* Begin *

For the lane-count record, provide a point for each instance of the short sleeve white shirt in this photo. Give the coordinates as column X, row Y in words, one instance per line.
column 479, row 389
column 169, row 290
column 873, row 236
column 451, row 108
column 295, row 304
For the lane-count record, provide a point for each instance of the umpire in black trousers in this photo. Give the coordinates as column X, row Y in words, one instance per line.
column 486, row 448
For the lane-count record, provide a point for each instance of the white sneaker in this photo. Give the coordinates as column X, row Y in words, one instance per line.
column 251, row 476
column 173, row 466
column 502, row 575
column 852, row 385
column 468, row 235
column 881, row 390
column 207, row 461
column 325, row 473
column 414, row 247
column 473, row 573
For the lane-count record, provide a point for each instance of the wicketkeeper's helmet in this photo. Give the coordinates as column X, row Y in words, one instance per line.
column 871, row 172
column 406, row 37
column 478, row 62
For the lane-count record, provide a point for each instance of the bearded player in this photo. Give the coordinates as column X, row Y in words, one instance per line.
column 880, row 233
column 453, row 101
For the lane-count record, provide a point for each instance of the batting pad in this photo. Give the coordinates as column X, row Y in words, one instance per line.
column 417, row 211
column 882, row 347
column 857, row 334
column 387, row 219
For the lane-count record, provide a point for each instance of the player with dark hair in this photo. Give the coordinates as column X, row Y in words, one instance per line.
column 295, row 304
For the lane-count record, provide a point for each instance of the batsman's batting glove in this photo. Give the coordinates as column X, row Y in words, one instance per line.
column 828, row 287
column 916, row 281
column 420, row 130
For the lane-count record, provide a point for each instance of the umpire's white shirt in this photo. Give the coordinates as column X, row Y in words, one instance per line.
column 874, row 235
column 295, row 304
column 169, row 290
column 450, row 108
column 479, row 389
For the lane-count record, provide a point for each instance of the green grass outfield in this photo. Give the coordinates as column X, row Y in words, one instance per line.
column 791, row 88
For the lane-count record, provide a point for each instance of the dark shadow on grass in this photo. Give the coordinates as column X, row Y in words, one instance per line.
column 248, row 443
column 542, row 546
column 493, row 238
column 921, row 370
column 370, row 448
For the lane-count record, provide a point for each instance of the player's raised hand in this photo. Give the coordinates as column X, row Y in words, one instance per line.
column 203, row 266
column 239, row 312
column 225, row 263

* End *
* Begin *

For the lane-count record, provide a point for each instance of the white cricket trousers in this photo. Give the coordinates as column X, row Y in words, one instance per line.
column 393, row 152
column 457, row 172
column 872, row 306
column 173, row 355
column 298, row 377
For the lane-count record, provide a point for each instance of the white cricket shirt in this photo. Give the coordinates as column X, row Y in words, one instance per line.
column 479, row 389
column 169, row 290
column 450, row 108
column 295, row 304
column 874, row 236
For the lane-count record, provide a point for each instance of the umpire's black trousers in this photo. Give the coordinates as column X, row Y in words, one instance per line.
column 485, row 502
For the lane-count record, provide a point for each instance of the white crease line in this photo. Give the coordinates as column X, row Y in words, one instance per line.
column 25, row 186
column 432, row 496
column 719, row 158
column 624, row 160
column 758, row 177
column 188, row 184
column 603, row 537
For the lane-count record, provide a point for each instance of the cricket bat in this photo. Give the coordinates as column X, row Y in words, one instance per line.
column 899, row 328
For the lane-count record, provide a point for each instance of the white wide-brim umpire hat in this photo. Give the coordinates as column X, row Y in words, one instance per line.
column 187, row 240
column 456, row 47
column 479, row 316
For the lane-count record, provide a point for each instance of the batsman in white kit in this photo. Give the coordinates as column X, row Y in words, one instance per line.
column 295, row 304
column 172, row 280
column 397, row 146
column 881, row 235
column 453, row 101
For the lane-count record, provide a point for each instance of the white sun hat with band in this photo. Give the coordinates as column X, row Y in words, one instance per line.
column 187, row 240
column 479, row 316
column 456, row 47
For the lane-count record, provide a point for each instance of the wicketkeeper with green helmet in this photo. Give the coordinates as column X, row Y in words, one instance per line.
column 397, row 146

* End *

Aim - Lay out the lines as a Markdown table with the columns Number and Line, one row per line and no blank lines. Start with the line that contains "of the short" and go on through the line that contains "column 486, row 448".

Answer to the task -
| Number | Line |
|---|---|
| 1 | For the lane-count record, provide a point for each instance of the short sleeve white shirt in this photo. Give the coordinates as column X, row Y in words, one instance per line. |
| 2 | column 479, row 389 |
| 3 | column 169, row 290 |
| 4 | column 873, row 236 |
| 5 | column 451, row 108 |
| 6 | column 295, row 304 |
| 7 | For the lane-count record, provide a point for each instance of the umpire in black trousers in this photo. Give the coordinates as column X, row Y in words, one instance per line. |
| 8 | column 486, row 448 |